__What you need to do__
The entries that follow should be duplicated in full, without a single alteration.

__Exercise data__
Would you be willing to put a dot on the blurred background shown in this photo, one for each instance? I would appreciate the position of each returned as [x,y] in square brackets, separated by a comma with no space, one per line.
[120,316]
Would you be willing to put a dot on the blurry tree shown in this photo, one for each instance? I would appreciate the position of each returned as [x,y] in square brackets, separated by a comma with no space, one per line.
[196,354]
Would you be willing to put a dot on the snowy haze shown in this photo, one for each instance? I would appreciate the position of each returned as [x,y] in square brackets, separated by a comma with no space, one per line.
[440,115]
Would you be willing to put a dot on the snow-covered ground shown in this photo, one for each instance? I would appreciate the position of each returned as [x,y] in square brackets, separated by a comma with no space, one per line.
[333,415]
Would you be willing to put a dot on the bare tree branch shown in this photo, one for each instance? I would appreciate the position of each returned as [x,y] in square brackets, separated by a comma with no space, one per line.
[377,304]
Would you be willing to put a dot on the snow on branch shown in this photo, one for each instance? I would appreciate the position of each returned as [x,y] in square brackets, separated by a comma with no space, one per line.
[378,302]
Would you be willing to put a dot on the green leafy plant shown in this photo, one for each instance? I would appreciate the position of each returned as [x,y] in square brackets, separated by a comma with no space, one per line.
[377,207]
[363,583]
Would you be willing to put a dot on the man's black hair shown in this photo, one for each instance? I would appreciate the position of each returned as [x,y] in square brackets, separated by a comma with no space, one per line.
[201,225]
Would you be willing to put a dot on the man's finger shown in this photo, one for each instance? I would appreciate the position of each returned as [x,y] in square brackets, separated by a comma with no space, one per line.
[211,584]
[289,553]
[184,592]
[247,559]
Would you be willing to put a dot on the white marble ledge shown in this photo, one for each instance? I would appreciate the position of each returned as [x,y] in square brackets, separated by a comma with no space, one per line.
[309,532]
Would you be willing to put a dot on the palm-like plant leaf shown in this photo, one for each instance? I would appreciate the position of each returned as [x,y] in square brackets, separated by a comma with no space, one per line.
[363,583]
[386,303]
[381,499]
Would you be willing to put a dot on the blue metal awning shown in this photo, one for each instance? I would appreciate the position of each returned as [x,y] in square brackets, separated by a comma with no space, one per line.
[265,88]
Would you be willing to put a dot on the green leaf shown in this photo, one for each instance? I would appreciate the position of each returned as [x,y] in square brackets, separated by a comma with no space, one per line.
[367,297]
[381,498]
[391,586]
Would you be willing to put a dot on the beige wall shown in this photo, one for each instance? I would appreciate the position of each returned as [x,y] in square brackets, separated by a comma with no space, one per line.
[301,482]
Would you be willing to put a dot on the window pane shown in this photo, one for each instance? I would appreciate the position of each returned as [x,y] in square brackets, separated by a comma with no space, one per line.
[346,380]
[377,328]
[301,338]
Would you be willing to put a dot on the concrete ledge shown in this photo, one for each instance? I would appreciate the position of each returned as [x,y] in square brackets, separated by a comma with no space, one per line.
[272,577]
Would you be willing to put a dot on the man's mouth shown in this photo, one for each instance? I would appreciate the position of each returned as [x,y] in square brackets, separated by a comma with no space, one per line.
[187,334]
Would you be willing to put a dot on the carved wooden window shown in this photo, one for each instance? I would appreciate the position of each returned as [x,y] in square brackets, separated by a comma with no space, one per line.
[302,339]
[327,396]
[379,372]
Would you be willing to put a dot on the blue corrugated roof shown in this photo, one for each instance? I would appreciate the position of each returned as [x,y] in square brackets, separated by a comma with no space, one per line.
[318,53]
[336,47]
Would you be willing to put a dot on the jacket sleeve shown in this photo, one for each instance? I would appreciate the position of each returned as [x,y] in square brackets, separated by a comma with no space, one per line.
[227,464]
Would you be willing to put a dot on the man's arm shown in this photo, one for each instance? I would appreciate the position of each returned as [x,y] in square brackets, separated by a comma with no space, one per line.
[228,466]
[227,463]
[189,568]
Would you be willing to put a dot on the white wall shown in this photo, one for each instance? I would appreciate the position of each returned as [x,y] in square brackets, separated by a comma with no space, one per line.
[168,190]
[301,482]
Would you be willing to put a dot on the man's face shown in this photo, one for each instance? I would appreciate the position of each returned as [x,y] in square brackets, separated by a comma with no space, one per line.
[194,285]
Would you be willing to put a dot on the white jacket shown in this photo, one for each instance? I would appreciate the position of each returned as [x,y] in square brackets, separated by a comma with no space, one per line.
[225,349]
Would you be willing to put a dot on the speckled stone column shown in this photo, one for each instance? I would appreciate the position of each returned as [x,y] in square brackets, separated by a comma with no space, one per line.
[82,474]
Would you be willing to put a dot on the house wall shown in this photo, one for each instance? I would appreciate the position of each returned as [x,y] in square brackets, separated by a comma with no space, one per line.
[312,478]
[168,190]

__Output for this task__
Would you be willing to put a dot on the blurred background shown in this photo, one for each instance? I would appreciate the position of each returned as [x,y] in square brackets, separated by a comma with no space, one per line.
[120,316]
Would you be willing to put a dot on the blurry tree shown in this photo, one for each instance? I would appreciate the position of each returned as [x,y] in square brackets, separated by a comma with no space, one per line.
[196,354]
Would you be willing to put a dot on the snowy haze shown in this photo, one for each instance? I would appreciate the position of each returned as [x,y] in square brackets, separated by a comma with no space, one per line.
[440,115]
Would you be willing to put a dot on the snow-covered ground shown in this photo, one for each instance? I would appreciate the position of each returned as [x,y] in square brackets, separated by a comma with no space, one per line.
[333,415]
Would you be willing to put a dot on the bare tree branch shown in this photo, one for each instance? I would appreciate the position of each returned as [x,y] in square brackets, separated by a comma with no space, one per line.
[377,304]
Would you be willing to put a dot on the snow on branch shown in this photo, one for each instance? I would appreciate the position of each returned as [x,y] in square brackets, separated by a comma with no space, one per line.
[378,302]
Would you be willing to put a dot on the green leafy plant shown in this photo, one for each instance? I would appreciate the position of each returned as [x,y] in square brackets, separated by a comma with no space, one per line.
[377,207]
[363,583]
Would you be willing to put a dot on the man's black hair shown in this photo, one for each instance? I would appreciate the position of each returned as [x,y] in square brackets, separated by a comma with no space, one per line.
[201,225]
Would you be willing to put a dot on the man's finger shown in this photo, one for each instance? I would appreciate the position of each returned as [x,y] in square brackets, separated by a comma with no space, one per line.
[211,584]
[289,553]
[184,592]
[247,559]
Would you be willing to put a dot on the white marble ledge shown in this photo, one for each instance? I would appreciate the position of each returned as [x,y] in square brackets, separated by a comma with no space, one per line.
[309,532]
Would you be willing to put a dot on the palm-like plant leaf shown in this photo, one for each instance? I would appreciate the position of each returned as [x,y] in square brackets, separated by a comma with no space, one per line.
[363,583]
[386,303]
[381,499]
Would you be willing to put a dot on the blue metal awning shown in this photo, one for each instance? I would appreciate the position of each returned as [x,y] in square brackets, separated by a comma with no space, one per line.
[265,88]
Would you be willing to put a dot on the green leaf shown in this photo, one for each instance? I would appreciate the position of each returned as [x,y] in square brackets, separated by a comma with no space, one per line.
[367,297]
[381,498]
[391,586]
Would you be willing to put a dot on the beige wall shown in this photo, one for each instance? I would appreciate the position of each returned as [x,y] in square brackets, separated by a comma with no space, one per line.
[301,482]
Would you be willing to put a dot on the window pane shown in this photo, one for each instance? I would appreciate the position of each returned as [x,y] in square brackets, separated by a comma with no space, one per line.
[346,380]
[377,328]
[301,338]
Would you be willing to put a dot on the concrete ledge shown in this photo, one for each instance? I would appreciate the position of each returned as [x,y] in square brackets, separated by a comma with no space, one per line.
[272,577]
Would you be willing to put a dot on the man's mouth shown in this photo, one for each instance? I would appreciate the position of each returned as [x,y] in square brackets, separated by a comma with no space, one per line.
[187,334]
Would you be willing to put a dot on the carved wooden window shown in this photo, one for each instance? I would appreciate the position of each returned as [x,y] in square brackets, separated by a comma with no space, one per line.
[302,339]
[327,396]
[379,372]
Would you be willing to put a dot on the blue corrugated roof shown in this photo, one for each instance? I would appreciate the position of each returned as [x,y] in square brackets, separated by a comma with no space, one per line.
[318,53]
[336,47]
Would you be willing to put a dot on the jacket sleeve shown in this photo, one for each instance? I would appreciate the position of each returned as [x,y] in square brackets, separated by a comma with no space, one per line.
[227,464]
Would you be willing to put a dot on the man's arm shown in this photo, one for each instance? I would appreciate the position of each returned as [x,y] in square brackets, separated by a comma with no space, one per line.
[228,466]
[227,463]
[189,568]
Would you be willing to put a dot on the white wall shown in this photo, one for each instance? I would appreciate the position of each returned as [x,y] in square brackets, separated by a comma with no space, one per line.
[168,190]
[301,482]
Would you be willing to put a dot on the man's face shown in this photo, one for each instance? I would appreciate the position of each returned as [x,y] in square brackets, separated by a comma with no space, one per line.
[194,285]
Would you be willing to put a dot on the white jacket shown in this photo, one for each instance? I would appreciate the position of each returned as [x,y] in square brackets, separated by a comma with no space, one per line.
[225,349]
Would you be willing to put a dot on the speckled stone column shown in this photo, one for each instance? I would appreciate the position of each returned as [x,y] in square brackets, separated by a comma with no space, one per line.
[82,474]
Would you be willing to put a dot on the house wall shown in this photo, one for each instance? I would appreciate the position of each returned as [x,y] in square brackets, separated by a comma with no space, one per line.
[312,478]
[168,190]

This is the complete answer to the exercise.